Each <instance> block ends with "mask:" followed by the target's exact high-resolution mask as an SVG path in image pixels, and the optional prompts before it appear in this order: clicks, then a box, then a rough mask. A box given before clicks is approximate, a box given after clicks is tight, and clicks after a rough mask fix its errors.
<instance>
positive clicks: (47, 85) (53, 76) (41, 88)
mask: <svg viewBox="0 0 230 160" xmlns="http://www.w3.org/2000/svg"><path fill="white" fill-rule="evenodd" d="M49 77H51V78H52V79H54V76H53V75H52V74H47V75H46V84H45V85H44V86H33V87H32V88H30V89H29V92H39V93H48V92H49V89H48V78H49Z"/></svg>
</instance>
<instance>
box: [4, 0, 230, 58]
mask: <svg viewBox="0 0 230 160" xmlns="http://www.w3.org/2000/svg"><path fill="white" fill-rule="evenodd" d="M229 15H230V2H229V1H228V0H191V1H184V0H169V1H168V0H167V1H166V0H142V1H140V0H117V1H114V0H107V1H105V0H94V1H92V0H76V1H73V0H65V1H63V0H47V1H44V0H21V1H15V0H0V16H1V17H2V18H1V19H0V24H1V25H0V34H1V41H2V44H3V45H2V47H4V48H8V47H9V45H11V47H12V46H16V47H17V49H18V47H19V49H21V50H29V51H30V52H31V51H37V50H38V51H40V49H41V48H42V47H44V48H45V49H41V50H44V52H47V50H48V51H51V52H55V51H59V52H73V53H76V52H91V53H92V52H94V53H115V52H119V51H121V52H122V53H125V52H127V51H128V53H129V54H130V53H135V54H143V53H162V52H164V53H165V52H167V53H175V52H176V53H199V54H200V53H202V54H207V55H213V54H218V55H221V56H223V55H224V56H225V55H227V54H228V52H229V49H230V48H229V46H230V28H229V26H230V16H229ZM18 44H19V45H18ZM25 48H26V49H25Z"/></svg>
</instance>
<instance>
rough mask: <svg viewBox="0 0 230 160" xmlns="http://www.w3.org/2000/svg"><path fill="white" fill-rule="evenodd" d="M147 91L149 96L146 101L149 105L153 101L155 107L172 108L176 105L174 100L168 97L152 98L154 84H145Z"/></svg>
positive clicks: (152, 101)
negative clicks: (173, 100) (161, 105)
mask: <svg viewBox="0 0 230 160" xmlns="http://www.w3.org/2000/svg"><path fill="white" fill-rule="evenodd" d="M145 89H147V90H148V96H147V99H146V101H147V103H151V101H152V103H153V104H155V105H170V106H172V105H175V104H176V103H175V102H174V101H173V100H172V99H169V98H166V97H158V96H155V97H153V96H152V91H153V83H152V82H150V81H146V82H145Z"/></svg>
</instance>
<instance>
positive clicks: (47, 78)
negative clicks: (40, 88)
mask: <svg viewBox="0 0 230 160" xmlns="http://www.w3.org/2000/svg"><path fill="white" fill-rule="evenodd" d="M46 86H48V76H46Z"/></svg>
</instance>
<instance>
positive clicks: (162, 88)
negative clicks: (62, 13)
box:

# EXERCISE PROMPT
Copy the records above, word for word, from their first line through the line that contains "positive clicks: (47, 85) (53, 76) (41, 88)", including both of those lines.

# OUTPUT OF THE EXERCISE
Each <instance> block ends with "mask:" followed by the target's exact high-resolution mask as an SVG path in image pixels, and the optional prompts before it appear in this order: clicks, then a box, then a rough mask. A box given before clicks is approximate, a box given after clicks is tight, and clicks after a rough mask fix its errors.
<instance>
positive clicks: (47, 85) (53, 76) (41, 88)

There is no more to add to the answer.